* Available data *
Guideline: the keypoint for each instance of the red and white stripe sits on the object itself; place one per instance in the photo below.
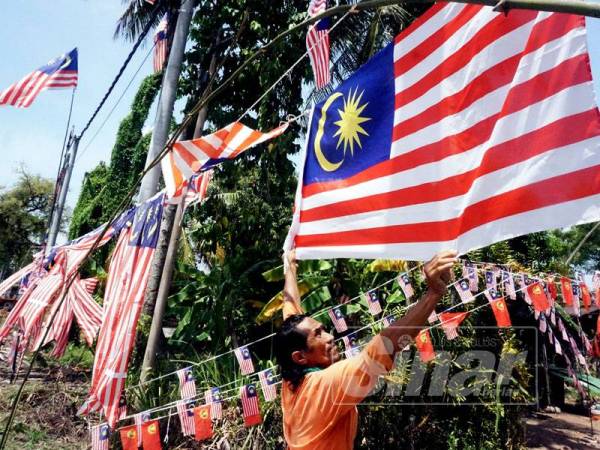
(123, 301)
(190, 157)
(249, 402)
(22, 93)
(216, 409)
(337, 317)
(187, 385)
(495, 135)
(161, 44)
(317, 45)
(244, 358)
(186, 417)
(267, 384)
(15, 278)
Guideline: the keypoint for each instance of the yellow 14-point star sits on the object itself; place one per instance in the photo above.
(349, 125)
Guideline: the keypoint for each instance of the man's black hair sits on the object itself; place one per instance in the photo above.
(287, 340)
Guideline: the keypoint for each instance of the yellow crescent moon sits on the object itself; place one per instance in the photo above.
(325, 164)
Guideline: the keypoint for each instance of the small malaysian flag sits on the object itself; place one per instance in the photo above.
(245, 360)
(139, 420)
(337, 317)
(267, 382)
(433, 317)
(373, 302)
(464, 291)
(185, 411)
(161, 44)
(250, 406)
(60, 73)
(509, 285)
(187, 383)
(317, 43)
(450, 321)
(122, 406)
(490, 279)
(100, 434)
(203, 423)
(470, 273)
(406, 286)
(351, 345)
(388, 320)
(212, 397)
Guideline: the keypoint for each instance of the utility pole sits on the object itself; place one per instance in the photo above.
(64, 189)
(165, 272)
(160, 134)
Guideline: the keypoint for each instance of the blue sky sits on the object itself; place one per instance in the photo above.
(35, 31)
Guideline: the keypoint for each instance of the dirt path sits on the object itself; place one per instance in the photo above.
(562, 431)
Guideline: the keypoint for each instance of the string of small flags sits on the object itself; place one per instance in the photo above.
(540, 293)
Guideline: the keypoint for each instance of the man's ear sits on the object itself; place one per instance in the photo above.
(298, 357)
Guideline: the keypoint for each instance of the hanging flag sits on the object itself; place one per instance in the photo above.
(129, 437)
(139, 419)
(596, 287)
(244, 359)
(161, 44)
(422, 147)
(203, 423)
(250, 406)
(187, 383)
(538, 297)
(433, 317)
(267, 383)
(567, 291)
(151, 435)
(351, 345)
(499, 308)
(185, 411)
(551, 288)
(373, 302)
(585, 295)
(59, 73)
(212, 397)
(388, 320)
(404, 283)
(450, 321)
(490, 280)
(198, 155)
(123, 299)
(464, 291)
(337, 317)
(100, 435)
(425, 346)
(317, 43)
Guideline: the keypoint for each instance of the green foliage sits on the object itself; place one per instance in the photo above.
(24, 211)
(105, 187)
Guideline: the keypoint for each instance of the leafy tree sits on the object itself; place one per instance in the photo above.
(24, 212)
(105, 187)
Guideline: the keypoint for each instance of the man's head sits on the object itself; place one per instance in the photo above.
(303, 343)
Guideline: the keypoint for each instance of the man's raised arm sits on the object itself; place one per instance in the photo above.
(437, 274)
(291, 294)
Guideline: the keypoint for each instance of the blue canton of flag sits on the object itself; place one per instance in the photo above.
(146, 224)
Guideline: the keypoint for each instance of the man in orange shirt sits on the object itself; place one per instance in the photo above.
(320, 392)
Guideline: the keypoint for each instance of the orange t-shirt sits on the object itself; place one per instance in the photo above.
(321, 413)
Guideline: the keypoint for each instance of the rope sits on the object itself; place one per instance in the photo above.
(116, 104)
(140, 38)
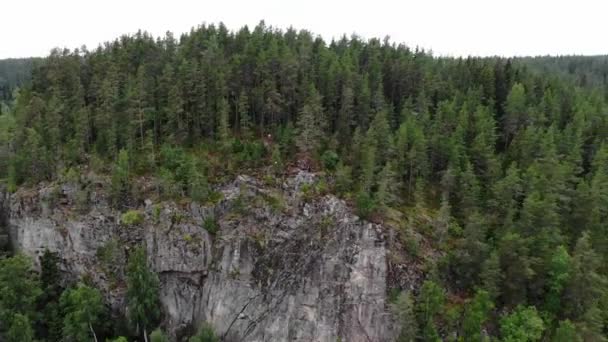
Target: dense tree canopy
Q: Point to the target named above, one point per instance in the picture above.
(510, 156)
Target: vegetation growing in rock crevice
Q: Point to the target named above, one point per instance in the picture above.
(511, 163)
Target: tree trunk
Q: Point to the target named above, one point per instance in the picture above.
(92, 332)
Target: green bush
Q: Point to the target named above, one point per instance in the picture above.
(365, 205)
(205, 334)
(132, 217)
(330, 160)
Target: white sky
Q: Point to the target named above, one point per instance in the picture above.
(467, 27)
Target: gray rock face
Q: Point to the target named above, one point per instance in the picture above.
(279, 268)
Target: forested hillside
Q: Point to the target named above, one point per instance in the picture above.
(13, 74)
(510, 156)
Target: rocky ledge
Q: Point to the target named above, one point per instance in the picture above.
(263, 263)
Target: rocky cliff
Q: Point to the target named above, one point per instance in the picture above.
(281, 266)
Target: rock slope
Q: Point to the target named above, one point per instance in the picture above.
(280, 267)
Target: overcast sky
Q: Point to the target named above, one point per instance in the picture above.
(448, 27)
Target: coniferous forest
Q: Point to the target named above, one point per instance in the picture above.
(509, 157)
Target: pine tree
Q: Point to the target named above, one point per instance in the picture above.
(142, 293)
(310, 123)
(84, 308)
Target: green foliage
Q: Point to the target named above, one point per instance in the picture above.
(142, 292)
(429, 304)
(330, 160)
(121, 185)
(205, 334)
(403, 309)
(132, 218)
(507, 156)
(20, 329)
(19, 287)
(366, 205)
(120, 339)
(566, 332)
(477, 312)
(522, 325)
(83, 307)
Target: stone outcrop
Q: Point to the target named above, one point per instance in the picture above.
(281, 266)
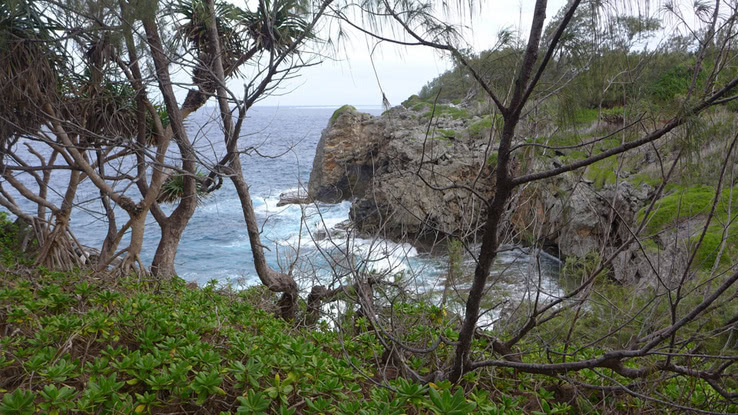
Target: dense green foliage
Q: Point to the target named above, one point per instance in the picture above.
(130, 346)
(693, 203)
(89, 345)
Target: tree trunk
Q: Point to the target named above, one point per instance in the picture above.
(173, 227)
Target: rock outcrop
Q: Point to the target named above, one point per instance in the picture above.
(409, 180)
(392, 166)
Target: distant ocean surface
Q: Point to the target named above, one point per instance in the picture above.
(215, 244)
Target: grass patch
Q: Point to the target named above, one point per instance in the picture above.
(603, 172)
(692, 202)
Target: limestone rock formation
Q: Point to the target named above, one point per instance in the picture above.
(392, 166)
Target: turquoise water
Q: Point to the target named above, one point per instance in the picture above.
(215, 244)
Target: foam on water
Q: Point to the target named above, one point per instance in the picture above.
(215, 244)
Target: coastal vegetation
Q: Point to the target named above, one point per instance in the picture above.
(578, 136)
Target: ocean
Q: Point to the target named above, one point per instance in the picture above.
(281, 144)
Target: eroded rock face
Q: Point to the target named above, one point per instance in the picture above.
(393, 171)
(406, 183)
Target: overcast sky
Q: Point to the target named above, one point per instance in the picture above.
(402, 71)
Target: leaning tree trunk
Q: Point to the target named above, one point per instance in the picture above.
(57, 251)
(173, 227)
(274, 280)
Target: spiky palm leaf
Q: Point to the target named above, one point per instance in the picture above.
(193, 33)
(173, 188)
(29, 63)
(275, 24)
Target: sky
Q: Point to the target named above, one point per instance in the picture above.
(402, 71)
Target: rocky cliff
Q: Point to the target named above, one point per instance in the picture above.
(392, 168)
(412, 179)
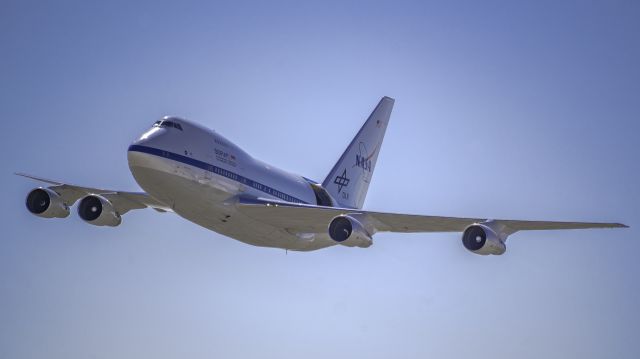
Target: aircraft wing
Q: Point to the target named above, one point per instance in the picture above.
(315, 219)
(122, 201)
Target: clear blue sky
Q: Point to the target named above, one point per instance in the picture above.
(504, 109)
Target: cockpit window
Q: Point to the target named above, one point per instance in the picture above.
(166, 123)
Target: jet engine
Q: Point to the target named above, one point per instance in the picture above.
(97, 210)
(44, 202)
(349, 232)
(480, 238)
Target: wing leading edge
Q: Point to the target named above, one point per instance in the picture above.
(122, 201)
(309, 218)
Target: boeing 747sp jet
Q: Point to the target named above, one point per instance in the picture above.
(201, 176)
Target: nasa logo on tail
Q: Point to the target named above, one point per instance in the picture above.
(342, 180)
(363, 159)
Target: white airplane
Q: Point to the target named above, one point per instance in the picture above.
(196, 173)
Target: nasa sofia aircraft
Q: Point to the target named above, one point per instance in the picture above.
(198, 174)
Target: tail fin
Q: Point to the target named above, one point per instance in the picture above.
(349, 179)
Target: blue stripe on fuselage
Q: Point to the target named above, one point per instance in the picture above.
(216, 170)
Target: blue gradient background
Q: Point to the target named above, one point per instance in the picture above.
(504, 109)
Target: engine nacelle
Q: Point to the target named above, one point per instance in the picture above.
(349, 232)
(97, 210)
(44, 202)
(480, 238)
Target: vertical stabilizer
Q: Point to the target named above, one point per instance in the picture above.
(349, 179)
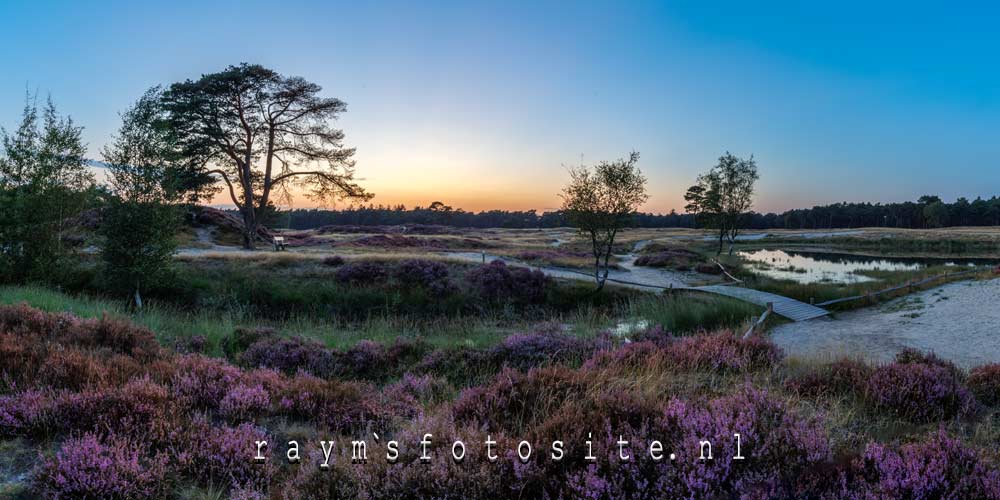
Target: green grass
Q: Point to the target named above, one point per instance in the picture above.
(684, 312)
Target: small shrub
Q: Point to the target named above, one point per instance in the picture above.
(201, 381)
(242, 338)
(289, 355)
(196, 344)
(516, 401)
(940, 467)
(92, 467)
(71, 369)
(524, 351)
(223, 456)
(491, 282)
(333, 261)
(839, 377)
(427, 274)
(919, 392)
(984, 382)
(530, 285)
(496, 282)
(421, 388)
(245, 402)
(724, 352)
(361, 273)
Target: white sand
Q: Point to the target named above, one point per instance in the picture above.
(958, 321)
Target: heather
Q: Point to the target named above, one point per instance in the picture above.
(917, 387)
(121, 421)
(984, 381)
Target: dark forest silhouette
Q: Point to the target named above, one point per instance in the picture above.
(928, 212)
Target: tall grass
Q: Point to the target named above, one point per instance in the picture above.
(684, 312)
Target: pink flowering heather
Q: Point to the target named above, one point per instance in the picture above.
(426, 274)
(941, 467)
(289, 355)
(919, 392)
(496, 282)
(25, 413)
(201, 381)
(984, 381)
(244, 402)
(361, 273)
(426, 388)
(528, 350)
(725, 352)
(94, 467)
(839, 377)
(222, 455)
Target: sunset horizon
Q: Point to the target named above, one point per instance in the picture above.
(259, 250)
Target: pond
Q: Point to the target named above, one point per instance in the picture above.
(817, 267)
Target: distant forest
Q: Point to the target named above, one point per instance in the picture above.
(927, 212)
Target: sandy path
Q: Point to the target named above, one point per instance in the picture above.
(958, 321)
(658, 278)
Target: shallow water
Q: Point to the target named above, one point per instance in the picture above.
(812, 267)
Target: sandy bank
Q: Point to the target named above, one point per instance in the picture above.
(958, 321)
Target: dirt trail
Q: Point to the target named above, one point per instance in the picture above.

* Your task *
Only lines with the word "grass" count here; copy every one from the records.

* Exercise solution *
Target: grass patch
Target: green grass
Target: tall grass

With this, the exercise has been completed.